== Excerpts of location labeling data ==
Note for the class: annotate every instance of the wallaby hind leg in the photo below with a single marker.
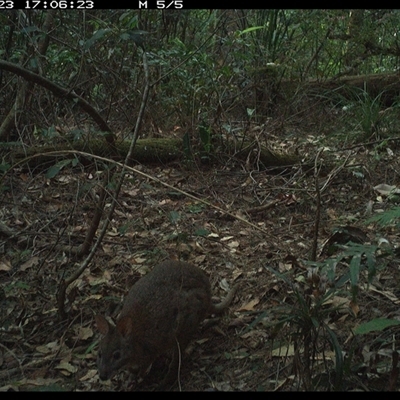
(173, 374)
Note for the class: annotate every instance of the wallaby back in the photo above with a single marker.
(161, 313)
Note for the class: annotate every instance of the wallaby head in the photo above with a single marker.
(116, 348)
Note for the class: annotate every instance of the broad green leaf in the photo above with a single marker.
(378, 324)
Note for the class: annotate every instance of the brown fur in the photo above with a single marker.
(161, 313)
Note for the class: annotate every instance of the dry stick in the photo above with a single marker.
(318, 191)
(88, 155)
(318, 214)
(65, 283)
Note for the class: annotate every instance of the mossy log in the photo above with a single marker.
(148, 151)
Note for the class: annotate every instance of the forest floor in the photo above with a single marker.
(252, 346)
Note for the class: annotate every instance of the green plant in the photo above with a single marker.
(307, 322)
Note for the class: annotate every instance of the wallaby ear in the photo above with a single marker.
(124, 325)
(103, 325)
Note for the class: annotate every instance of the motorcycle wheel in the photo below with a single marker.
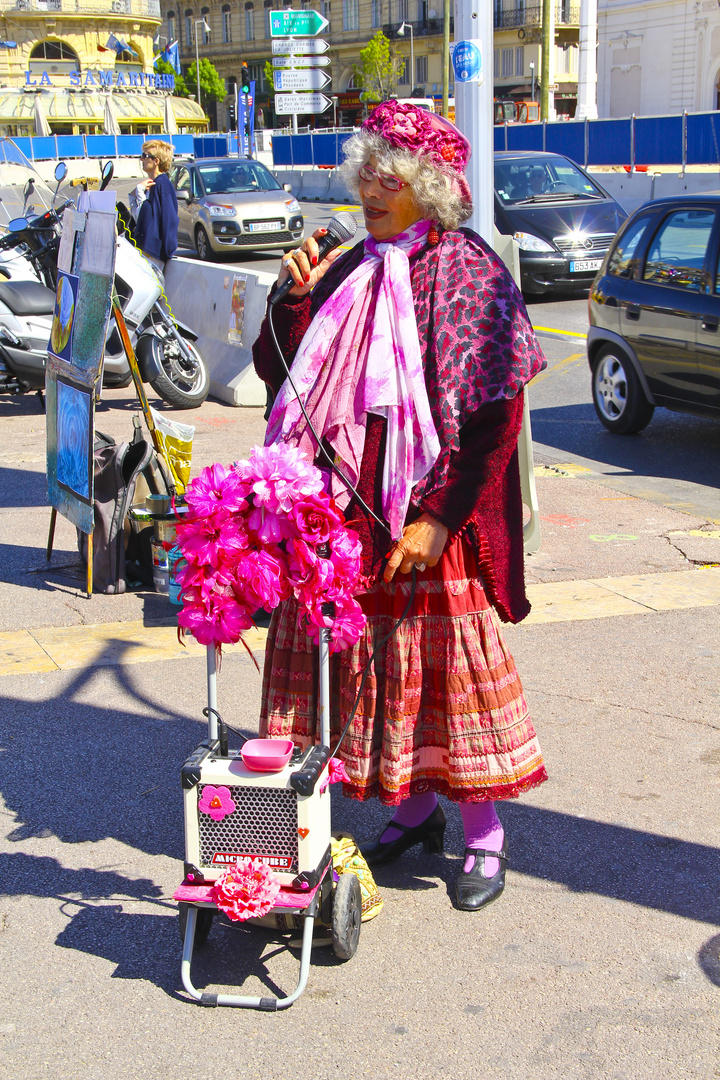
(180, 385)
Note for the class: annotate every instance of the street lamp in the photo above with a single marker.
* * *
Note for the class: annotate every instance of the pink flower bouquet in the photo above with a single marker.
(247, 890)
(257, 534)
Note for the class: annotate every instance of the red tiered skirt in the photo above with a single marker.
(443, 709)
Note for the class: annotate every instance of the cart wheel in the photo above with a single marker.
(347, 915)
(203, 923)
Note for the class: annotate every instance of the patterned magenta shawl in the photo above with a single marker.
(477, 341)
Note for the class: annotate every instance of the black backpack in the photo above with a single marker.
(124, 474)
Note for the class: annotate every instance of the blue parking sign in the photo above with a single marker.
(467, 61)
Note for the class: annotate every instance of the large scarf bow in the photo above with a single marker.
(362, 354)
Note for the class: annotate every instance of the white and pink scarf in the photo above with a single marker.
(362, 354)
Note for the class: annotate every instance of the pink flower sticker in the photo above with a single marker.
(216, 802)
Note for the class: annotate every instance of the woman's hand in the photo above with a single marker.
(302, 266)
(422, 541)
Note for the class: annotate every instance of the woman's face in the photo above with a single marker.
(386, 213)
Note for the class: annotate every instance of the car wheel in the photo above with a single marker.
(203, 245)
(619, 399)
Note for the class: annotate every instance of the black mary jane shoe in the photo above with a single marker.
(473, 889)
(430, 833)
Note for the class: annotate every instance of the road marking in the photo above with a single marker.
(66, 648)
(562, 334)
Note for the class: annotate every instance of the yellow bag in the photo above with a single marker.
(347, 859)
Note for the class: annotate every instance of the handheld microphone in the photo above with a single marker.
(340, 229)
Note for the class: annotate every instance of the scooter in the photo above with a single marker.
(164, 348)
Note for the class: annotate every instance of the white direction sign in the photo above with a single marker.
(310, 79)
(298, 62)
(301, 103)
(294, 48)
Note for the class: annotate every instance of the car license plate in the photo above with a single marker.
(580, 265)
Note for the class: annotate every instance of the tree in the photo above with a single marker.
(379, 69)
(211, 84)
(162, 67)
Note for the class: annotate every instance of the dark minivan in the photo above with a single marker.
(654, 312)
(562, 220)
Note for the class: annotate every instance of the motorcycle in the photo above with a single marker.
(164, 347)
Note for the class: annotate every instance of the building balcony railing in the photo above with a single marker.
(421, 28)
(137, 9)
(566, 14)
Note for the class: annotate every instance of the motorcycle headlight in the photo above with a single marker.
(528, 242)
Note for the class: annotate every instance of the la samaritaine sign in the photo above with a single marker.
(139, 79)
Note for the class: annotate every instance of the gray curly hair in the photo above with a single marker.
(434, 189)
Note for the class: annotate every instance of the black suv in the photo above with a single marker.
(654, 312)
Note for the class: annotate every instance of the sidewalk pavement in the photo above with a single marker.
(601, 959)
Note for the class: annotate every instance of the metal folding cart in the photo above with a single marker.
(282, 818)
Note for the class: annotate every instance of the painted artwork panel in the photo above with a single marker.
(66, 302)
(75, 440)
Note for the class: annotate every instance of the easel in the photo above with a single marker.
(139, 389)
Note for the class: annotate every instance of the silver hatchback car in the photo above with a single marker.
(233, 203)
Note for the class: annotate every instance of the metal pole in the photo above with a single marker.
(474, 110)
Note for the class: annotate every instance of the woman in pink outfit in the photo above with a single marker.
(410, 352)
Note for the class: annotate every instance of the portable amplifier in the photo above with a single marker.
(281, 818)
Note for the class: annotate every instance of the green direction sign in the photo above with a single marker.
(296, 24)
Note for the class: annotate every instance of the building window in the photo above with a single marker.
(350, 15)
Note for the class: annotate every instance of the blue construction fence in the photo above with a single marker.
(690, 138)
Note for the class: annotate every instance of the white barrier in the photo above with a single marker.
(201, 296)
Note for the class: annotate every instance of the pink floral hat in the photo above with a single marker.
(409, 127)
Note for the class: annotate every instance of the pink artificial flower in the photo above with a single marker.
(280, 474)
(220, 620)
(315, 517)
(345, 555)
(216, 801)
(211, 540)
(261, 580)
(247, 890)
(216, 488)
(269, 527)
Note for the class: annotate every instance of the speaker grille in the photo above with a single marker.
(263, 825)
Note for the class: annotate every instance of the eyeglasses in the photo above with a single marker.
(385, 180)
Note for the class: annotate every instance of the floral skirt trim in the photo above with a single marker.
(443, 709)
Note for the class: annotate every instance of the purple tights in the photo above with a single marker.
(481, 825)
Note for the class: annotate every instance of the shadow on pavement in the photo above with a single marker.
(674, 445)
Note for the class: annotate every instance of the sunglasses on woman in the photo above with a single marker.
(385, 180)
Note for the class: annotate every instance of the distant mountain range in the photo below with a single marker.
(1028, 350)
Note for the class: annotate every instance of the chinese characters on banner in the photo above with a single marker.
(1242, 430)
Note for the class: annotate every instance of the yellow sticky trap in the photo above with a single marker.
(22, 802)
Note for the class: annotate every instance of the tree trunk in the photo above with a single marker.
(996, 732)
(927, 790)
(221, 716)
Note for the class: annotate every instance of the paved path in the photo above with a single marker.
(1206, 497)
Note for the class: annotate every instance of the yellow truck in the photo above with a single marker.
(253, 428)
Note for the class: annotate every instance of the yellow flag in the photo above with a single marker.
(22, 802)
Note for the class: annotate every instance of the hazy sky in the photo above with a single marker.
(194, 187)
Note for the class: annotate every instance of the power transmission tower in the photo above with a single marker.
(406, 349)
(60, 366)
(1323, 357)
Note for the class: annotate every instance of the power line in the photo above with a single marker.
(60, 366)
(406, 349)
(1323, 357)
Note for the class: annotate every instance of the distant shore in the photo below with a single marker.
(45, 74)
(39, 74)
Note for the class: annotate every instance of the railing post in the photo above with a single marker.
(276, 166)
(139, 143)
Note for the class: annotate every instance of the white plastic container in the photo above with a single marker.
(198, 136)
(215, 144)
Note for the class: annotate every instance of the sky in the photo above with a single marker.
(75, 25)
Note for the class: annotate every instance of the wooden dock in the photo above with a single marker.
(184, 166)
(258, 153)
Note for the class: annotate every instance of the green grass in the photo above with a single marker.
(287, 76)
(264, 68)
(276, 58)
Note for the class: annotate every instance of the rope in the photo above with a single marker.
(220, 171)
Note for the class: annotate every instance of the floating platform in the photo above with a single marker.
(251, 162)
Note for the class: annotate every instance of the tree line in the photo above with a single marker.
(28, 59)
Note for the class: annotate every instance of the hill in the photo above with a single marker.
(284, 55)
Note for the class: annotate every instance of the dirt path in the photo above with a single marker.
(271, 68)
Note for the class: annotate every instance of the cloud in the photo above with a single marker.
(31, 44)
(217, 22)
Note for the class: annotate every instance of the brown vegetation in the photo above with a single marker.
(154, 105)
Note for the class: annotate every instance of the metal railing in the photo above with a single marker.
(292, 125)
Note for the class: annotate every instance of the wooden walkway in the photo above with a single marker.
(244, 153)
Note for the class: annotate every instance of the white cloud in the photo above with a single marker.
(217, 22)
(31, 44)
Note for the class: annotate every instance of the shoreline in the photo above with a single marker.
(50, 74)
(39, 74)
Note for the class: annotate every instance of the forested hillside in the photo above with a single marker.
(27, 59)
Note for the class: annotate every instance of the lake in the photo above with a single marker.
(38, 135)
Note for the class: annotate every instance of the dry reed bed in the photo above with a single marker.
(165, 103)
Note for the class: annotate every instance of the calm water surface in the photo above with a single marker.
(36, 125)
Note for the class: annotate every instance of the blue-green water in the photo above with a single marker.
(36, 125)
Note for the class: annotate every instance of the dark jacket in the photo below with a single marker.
---
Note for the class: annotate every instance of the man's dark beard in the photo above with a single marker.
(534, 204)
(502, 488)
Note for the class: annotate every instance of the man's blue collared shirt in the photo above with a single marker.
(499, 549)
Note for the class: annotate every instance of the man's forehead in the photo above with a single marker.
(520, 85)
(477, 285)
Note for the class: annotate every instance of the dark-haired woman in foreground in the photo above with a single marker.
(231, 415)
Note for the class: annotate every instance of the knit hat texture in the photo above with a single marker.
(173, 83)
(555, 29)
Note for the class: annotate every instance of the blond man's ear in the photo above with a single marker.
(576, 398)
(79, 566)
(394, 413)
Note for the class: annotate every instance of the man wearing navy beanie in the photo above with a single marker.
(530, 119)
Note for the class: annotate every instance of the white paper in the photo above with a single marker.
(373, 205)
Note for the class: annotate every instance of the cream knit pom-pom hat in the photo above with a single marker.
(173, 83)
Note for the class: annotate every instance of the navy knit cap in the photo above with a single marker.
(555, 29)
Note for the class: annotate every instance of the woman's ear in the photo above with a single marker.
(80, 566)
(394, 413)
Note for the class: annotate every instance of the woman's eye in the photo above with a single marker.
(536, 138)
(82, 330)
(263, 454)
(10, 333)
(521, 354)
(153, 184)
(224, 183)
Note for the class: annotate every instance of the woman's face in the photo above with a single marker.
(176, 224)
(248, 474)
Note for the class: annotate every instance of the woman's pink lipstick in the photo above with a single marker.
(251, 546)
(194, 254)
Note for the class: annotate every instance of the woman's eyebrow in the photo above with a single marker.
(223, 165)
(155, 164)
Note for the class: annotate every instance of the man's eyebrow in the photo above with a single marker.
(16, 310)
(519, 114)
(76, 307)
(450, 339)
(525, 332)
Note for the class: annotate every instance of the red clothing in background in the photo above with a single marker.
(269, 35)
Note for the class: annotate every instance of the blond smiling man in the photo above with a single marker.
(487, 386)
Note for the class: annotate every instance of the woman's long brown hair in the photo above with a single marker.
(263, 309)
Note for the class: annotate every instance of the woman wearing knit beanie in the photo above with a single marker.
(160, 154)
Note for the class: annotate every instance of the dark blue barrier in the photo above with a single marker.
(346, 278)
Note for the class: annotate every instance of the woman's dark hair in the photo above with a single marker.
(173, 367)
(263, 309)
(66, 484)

== WORK TO DO ==
Rescale the entries between the lines holding "Note for the class: annotate every instance of the wallaby hind" and "Note for the class: annotate every instance of the street", inclusive. Write every line out again with each answer coordinate multiplied by 1.65 and rounded to a whole number (halves round up), and leave out the pictures.

== ANSWER TO THE PROBLEM ==
Note for the class: annotate every instance of the wallaby hind leg in the photo below with a single marker.
(285, 617)
Note for the class: annotate every instance of the wallaby back in the photo above with a single marker.
(266, 516)
Note for the class: annotate every instance of the wallaby head in the photo above with a single marker.
(191, 574)
Note for the class: annotate every instance of the broad green leaf in the photo above with a single marker.
(624, 535)
Note for the class: annotate every instance of the brown fur in the photo above with a single marker.
(266, 516)
Note for the class: annotate every instance of the dry stick in the photo above with a single marker.
(525, 315)
(145, 256)
(525, 353)
(107, 467)
Note for the class: annotate every instance of the mossy log in the photo above with a single marker.
(244, 249)
Note for the class: annotate every instance of the forest floor in the photo above with a single marker.
(416, 571)
Note for the class: annotate every instance of the green plant in the photo above with a single marker.
(507, 531)
Note for the class: annotate every instance of the wallaby ear in the photo above with a single marker.
(205, 536)
(170, 536)
Note for the class: annotate every instance of the motorcycle wheel in the photo below with a single marker.
(297, 635)
Note for the class: annotate every instance of the street lamp in the photo above with a single marker.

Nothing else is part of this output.